On Tuesday, February 28th, I logged into HubSpot and noticed that my cloud-hosted Workstate logo image in my email sig was broken. It wasn’t long before some of the development staff lit up Slack with messages like, “FYI: A lot of [Amazon] S3 resources are down, including a lot of github file hosting.”
After looking around a bit more, it was clear that Amazon Web Services was having a widespread problem with its US–East Region.
The disruption had IT departments scrambling, and rendered many internet services partially or completely unusable. It’s possible your own SaaS product or cloud solution was also impacted. Certainly AWS was experiencing problems – but guess what? If the service you own was down, it’s partly your fault.
Amazon’s outage was limited to one of their 16 geographic Regions throughout the world. They have six in North America alone. Most companies set up services in a single Region and use Availability Zones within that Region, which are unique data-centers or clusters of data-centers, to keep their cloud services highly available at all times. If an entire AWS Region experiences problems, and your services are all hosted in that same Region, you will have service failures like those on February 28th.

┄┄┄┄┄┄┄┄┄┄┄┄┄┄┄┄┄┄┄┄

OBJECTIVE
Using the AWS outage post, answer each question:
(a) What date did the writer notice the broken logo image?
(b) Which AWS Region had the widespread problem?
(c) How many geographic Regions does Amazon have worldwide, and how many of them are in North America?
The rows have no role in this exercise.

┄┄┄┄┄┄┄┄┄┄┄┄┄┄┄┄┄┄┄┄

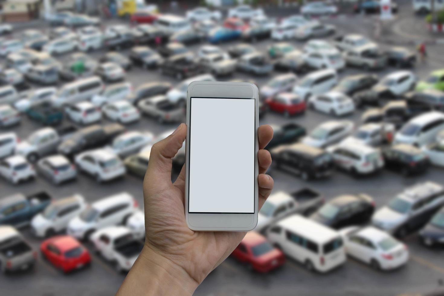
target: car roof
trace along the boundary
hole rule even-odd
[[[278,222],[278,225],[290,231],[303,235],[318,244],[328,242],[339,237],[334,230],[297,214],[283,219]]]
[[[263,236],[255,231],[249,231],[242,239],[242,243],[249,246],[253,246],[266,241]]]
[[[110,196],[99,199],[94,202],[91,206],[99,211],[107,209],[109,206],[116,203],[120,203],[122,201],[132,202],[134,200],[133,197],[127,192],[121,192]]]

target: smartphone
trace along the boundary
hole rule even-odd
[[[188,86],[185,217],[192,230],[256,227],[258,93],[247,83]]]

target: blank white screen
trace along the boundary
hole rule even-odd
[[[254,100],[191,98],[189,212],[254,212]]]

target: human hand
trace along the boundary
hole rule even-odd
[[[268,150],[264,150],[273,138],[273,134],[270,126],[261,126],[258,130],[259,209],[271,192],[274,184],[271,177],[265,174],[271,164],[271,157]],[[158,283],[164,282],[167,280],[166,278],[169,276],[177,279],[179,286],[176,290],[181,288],[181,295],[192,294],[206,276],[231,253],[246,233],[198,232],[188,228],[185,214],[185,165],[176,181],[173,183],[171,180],[171,158],[182,147],[186,136],[186,125],[182,123],[151,149],[143,181],[145,245],[125,280],[131,284],[125,285],[124,282],[119,290],[123,295],[124,291],[137,295],[135,293],[135,286],[143,289],[140,280],[132,280],[129,278],[132,277],[131,273],[137,272],[136,269],[143,268],[155,269],[155,272],[163,275],[162,278],[156,280]],[[153,273],[147,276],[151,276]],[[146,277],[133,277],[147,280]],[[170,279],[170,281],[174,280]],[[171,281],[166,283],[169,287],[163,287],[165,289],[158,290],[155,293],[171,293],[170,289],[166,289],[172,288],[174,284]],[[125,285],[132,285],[133,288],[126,290]]]

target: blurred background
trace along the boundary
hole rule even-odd
[[[151,145],[216,80],[259,87],[275,189],[195,295],[444,295],[443,7],[0,0],[0,294],[115,293]]]

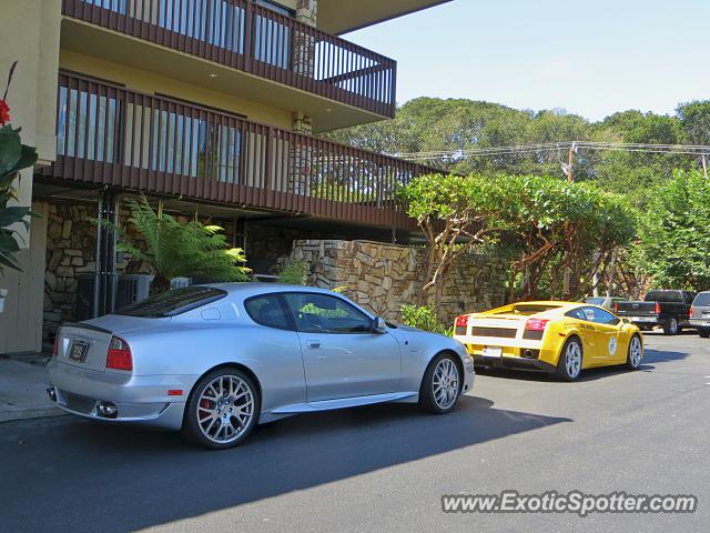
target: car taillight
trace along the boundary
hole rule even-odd
[[[123,339],[118,336],[111,338],[109,344],[109,353],[106,355],[106,369],[113,370],[133,370],[133,355],[131,346]]]
[[[542,331],[549,320],[546,319],[528,319],[525,323],[526,331]]]

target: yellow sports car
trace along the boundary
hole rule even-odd
[[[520,302],[456,319],[454,339],[484,366],[537,369],[575,381],[584,369],[643,358],[639,329],[599,305]]]

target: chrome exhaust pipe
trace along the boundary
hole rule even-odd
[[[119,414],[119,409],[111,402],[99,402],[97,404],[97,414],[102,419],[115,419]]]

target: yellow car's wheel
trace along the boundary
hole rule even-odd
[[[557,361],[557,376],[565,381],[576,381],[581,373],[582,356],[581,341],[577,336],[567,339]]]
[[[626,356],[626,365],[636,370],[641,365],[641,358],[643,358],[643,345],[641,344],[641,338],[633,335],[631,342],[629,342],[629,352]]]

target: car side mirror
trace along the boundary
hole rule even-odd
[[[373,320],[373,332],[374,333],[386,333],[387,332],[387,324],[379,316],[375,316],[375,320]]]

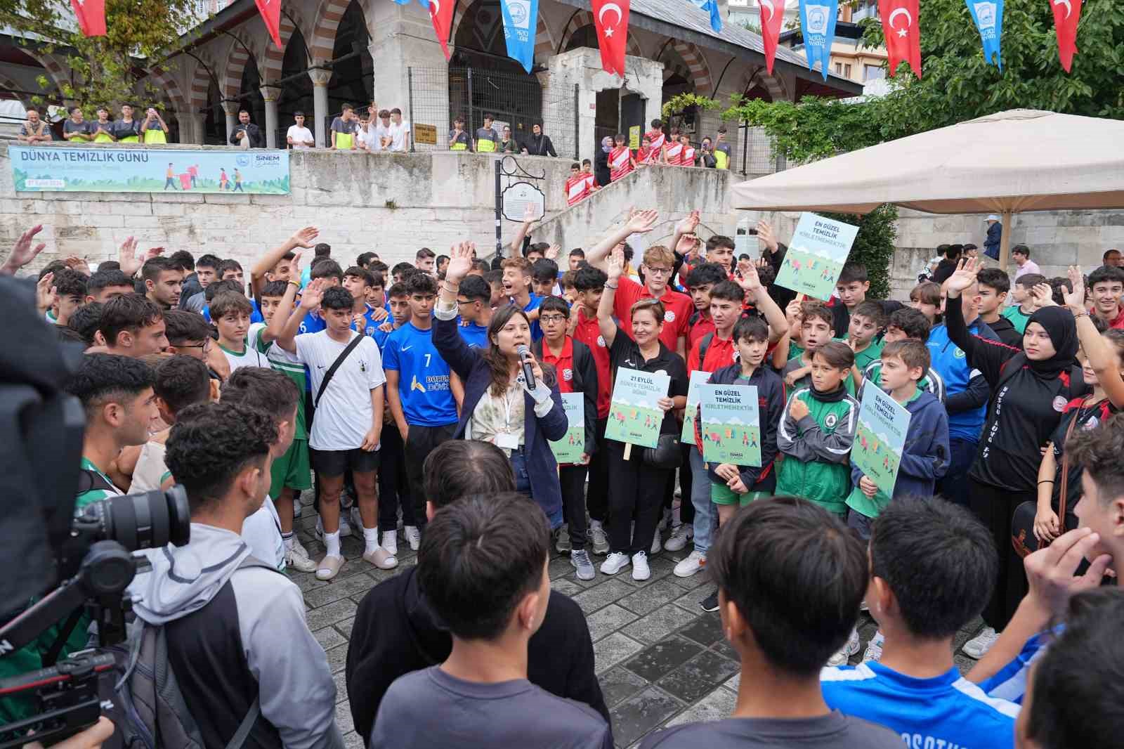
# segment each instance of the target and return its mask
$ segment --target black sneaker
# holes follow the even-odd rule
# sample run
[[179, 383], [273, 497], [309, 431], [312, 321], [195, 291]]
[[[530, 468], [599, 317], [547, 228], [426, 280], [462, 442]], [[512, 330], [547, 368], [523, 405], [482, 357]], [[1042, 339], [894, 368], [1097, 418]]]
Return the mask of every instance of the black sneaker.
[[699, 605], [703, 606], [703, 611], [718, 611], [718, 589], [715, 588], [715, 592], [700, 601]]

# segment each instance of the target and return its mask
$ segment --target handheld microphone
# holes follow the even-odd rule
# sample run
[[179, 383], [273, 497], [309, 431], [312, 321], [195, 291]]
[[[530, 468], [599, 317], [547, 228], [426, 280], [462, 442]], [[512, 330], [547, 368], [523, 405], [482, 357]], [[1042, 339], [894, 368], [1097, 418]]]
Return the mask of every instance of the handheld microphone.
[[519, 344], [515, 353], [519, 354], [519, 361], [523, 362], [523, 379], [527, 381], [527, 388], [534, 390], [537, 386], [535, 385], [535, 370], [531, 366], [531, 362], [534, 361], [534, 357], [531, 355], [531, 349]]

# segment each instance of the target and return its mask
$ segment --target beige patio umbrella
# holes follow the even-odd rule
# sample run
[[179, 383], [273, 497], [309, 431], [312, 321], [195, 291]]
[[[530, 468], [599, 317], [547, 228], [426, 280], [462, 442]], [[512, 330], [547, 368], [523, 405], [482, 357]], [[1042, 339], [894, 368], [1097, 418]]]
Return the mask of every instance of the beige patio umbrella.
[[1124, 121], [1013, 109], [741, 182], [732, 197], [744, 210], [1000, 214], [1006, 269], [1013, 214], [1124, 208]]

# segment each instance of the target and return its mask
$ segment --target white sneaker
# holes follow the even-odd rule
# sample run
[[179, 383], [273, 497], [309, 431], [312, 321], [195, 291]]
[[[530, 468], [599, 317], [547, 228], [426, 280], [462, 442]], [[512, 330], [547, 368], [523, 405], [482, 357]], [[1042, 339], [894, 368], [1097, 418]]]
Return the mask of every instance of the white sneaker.
[[301, 545], [296, 535], [292, 536], [292, 547], [285, 544], [284, 563], [285, 567], [292, 567], [301, 572], [316, 571], [316, 562], [308, 556], [308, 550]]
[[609, 536], [600, 524], [589, 526], [589, 545], [593, 548], [595, 554], [609, 553]]
[[[339, 513], [339, 538], [345, 535], [351, 535], [351, 525], [347, 523], [347, 515]], [[324, 540], [324, 520], [319, 516], [316, 518], [316, 538]]]
[[962, 650], [969, 658], [979, 660], [987, 653], [988, 650], [991, 649], [991, 646], [994, 646], [995, 641], [998, 639], [998, 632], [990, 626], [985, 626], [979, 634], [964, 643]]
[[[658, 539], [660, 536], [656, 536]], [[643, 551], [637, 551], [633, 554], [633, 579], [634, 580], [646, 580], [652, 577], [652, 570], [647, 567], [647, 554]]]
[[692, 551], [681, 562], [676, 565], [676, 577], [690, 577], [695, 572], [706, 567], [706, 554], [701, 551]]
[[422, 545], [422, 534], [418, 532], [417, 525], [406, 526], [406, 541], [409, 542], [410, 549], [414, 551], [417, 551], [418, 547]]
[[851, 656], [859, 652], [859, 632], [858, 630], [851, 630], [851, 637], [847, 638], [846, 643], [836, 652], [834, 656], [827, 659], [828, 666], [846, 666], [847, 660]]
[[[601, 572], [604, 575], [616, 575], [625, 567], [628, 567], [629, 563], [632, 563], [632, 560], [628, 559], [628, 554], [622, 553], [619, 551], [614, 551], [611, 554], [605, 558], [605, 561], [601, 562]], [[644, 566], [647, 567], [646, 561]]]
[[867, 649], [862, 651], [862, 662], [869, 660], [881, 660], [882, 659], [882, 643], [886, 642], [885, 639], [876, 634], [867, 643]]
[[687, 541], [695, 535], [695, 529], [690, 523], [680, 523], [671, 529], [671, 535], [663, 542], [667, 551], [682, 551], [687, 547]]
[[390, 552], [391, 557], [398, 556], [398, 532], [397, 531], [383, 531], [382, 533], [382, 548]]

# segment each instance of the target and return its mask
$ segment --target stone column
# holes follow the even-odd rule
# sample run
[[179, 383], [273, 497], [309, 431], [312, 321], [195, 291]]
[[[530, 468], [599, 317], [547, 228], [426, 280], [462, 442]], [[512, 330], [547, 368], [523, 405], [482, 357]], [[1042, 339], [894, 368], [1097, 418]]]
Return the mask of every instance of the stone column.
[[[332, 71], [310, 70], [308, 76], [312, 79], [312, 120], [316, 130], [316, 147], [325, 148], [328, 145], [328, 134], [324, 126], [324, 118], [328, 116], [328, 81], [332, 80]], [[277, 105], [274, 105], [273, 112], [275, 117]]]
[[259, 89], [265, 100], [265, 147], [278, 147], [278, 98], [281, 89], [277, 85], [263, 85]]
[[238, 110], [242, 107], [238, 102], [233, 99], [227, 99], [223, 102], [223, 111], [226, 114], [226, 144], [230, 144], [230, 136], [234, 135], [234, 128], [238, 125]]
[[[371, 3], [366, 11], [368, 27], [373, 29], [368, 51], [378, 60], [372, 98], [379, 109], [402, 110], [411, 124], [411, 138], [417, 137], [415, 124], [437, 129], [438, 146], [451, 127], [448, 112], [448, 63], [433, 35], [429, 13], [418, 3], [399, 6], [393, 2]], [[452, 51], [452, 39], [450, 40]], [[414, 100], [410, 105], [409, 70], [414, 69]], [[364, 102], [365, 103], [365, 102]]]
[[[207, 141], [206, 133], [205, 133], [205, 130], [207, 129], [207, 116], [206, 115], [203, 115], [201, 112], [188, 112], [188, 114], [183, 115], [183, 117], [180, 119], [180, 121], [181, 123], [185, 123], [185, 124], [188, 124], [190, 126], [190, 128], [191, 128], [191, 133], [190, 133], [191, 141], [190, 142], [191, 143], [198, 143], [199, 145], [202, 145]], [[180, 139], [187, 142], [185, 138], [181, 137]]]

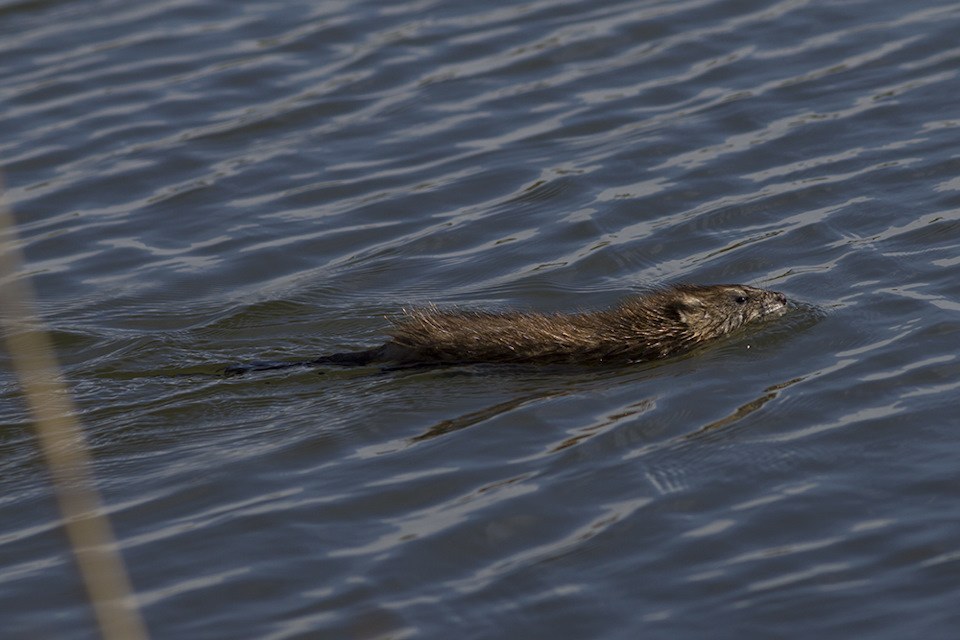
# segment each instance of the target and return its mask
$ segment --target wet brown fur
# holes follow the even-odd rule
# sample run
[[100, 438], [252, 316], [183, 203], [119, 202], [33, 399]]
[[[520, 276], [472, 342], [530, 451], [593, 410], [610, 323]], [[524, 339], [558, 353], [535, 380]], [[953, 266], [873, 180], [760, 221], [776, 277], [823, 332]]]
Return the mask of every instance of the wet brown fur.
[[316, 363], [600, 364], [665, 358], [781, 311], [786, 297], [745, 285], [676, 285], [603, 311], [407, 311], [386, 344]]

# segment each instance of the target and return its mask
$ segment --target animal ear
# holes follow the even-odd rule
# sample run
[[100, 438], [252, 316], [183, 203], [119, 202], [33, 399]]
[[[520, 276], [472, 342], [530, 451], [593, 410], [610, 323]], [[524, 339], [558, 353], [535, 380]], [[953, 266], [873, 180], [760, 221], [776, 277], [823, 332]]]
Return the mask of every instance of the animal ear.
[[679, 300], [671, 300], [667, 305], [667, 313], [684, 324], [691, 324], [703, 317], [703, 305], [694, 296], [685, 296]]

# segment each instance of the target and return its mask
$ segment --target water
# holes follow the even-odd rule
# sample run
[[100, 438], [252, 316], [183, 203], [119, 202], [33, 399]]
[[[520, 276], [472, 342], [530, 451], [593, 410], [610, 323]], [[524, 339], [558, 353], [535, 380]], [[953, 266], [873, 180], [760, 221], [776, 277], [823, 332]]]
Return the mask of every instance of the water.
[[[155, 638], [951, 638], [960, 7], [0, 6], [0, 157]], [[228, 363], [743, 282], [568, 371]], [[9, 366], [4, 638], [97, 637]]]

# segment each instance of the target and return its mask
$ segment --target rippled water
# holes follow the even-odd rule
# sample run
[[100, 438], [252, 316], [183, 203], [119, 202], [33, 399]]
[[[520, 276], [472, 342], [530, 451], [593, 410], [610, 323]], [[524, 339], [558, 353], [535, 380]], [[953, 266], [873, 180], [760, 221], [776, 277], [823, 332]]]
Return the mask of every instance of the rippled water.
[[[960, 631], [960, 6], [0, 4], [7, 197], [156, 638]], [[286, 369], [428, 302], [784, 318]], [[93, 638], [0, 377], [4, 638]]]

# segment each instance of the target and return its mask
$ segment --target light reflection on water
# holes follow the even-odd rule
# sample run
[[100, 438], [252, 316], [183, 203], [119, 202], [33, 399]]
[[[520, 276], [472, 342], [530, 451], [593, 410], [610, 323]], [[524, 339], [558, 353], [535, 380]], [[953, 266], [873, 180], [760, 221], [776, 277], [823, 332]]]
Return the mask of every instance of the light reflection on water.
[[[960, 627], [952, 3], [0, 15], [24, 272], [155, 637]], [[795, 306], [615, 371], [209, 375], [678, 281]], [[93, 637], [0, 393], [5, 637]]]

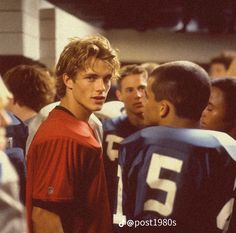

┄┄┄┄┄┄┄┄┄┄┄┄┄┄┄┄┄┄┄┄

ANSWER BELOW
(a) Tuesday, February 28th
(b) The US–East Region
(c) 16 worldwide, six in North America